About this task:
Reproduce each line below without any alteration.

★ ★ ★ ★ ★

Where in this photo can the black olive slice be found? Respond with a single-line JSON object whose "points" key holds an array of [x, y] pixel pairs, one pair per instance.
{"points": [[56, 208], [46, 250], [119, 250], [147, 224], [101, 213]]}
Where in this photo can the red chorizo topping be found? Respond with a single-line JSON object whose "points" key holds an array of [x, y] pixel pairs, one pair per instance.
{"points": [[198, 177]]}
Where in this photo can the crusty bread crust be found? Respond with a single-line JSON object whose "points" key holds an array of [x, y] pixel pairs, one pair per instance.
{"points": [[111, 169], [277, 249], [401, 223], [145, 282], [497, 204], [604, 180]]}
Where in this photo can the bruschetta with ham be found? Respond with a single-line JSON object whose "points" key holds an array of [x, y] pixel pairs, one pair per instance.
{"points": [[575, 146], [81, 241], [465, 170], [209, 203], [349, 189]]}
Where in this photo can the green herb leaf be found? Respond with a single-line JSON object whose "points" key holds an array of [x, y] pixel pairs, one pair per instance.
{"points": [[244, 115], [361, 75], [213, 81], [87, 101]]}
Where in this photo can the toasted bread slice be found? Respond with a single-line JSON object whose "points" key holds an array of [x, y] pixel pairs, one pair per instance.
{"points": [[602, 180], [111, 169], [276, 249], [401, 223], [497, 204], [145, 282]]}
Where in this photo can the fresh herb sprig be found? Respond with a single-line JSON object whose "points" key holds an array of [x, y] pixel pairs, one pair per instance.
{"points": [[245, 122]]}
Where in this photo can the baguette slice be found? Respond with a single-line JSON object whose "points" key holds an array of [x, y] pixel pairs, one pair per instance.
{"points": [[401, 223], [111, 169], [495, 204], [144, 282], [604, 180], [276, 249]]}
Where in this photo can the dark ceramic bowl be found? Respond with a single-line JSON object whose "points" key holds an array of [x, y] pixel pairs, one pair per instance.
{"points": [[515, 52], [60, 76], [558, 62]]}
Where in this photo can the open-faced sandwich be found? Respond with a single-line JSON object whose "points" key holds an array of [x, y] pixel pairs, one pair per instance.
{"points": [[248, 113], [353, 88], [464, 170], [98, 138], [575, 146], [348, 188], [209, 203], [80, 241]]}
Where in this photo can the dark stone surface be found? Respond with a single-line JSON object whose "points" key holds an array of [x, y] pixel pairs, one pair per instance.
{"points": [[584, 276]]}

★ ★ ★ ★ ★

Reply to the exercise:
Where in this photo can the black olive slice be found? Respond with a single-line JSON object whose "points" key holds an array of [x, y] pixel pairs, one pair per instance.
{"points": [[56, 208], [46, 250], [119, 250], [147, 224], [101, 213]]}
Where in this photo can the red chorizo topping be found? Respond with a single-line JSON object whose "points" key holds an array of [x, y] pixel pairs, one pair per instance.
{"points": [[198, 177]]}
Where in this photo can the crusty bread crust be found? Respond with a single-line JSON object whose "points" key holds an array of [x, y] pixel pairs, one pair per instance.
{"points": [[111, 169], [277, 249], [401, 223], [145, 282], [497, 204], [604, 180]]}
Where in this photo can the bruschetta with ham be found? Respond with a single-line JSON object whose "points" key holds an array of [x, y] pixel pairs, one pair per instance.
{"points": [[575, 146], [81, 241], [465, 170], [209, 203], [349, 189]]}
Where in this photo can the green herb leaf be found? Respond with a single-line JSON object whose "points" key holds an array of [x, y] pixel pairs, one pair per instance.
{"points": [[244, 115], [361, 75], [213, 81], [87, 101]]}
Where in this photo can the toasted bread slice be found? Respond with a single-line JSON object whose "points" key holds an array of [x, y] pixel pairs, one pair per instance.
{"points": [[602, 180], [111, 169], [276, 249], [401, 223], [497, 204], [145, 282]]}
Where in this photo can the fresh herb sprig be found? Respond with a single-line JSON object whose "points" key holds an array of [x, y] pixel pairs, one pair per instance.
{"points": [[245, 122]]}
Where in this photo can the baguette slice be found? Respond with a single-line JSON object whose "points" key holds an array of [x, y] pixel pairs, one pair per instance.
{"points": [[401, 223], [111, 169], [495, 204], [144, 282], [604, 180], [276, 249]]}
Where in this photo can the dark ceramic bowl be found? Respond with a single-line JSON object whose "points" key holds an array of [x, y] pixel pairs, one pair per instance.
{"points": [[515, 52], [60, 76], [558, 62]]}
Where in this photo can the open-faced sandwich be found? Respond with a single-line JSON object whose "points" key holds an array of [x, y] pixel pairs, one pair per instance.
{"points": [[248, 113], [353, 88], [464, 170], [98, 138], [575, 146], [348, 188], [209, 203], [80, 241]]}
Where in this photo can the dark stone surface be found? Respond with a single-line JSON object whose "points" key holds an array of [x, y] pixel pairs, one pair per instance.
{"points": [[584, 276]]}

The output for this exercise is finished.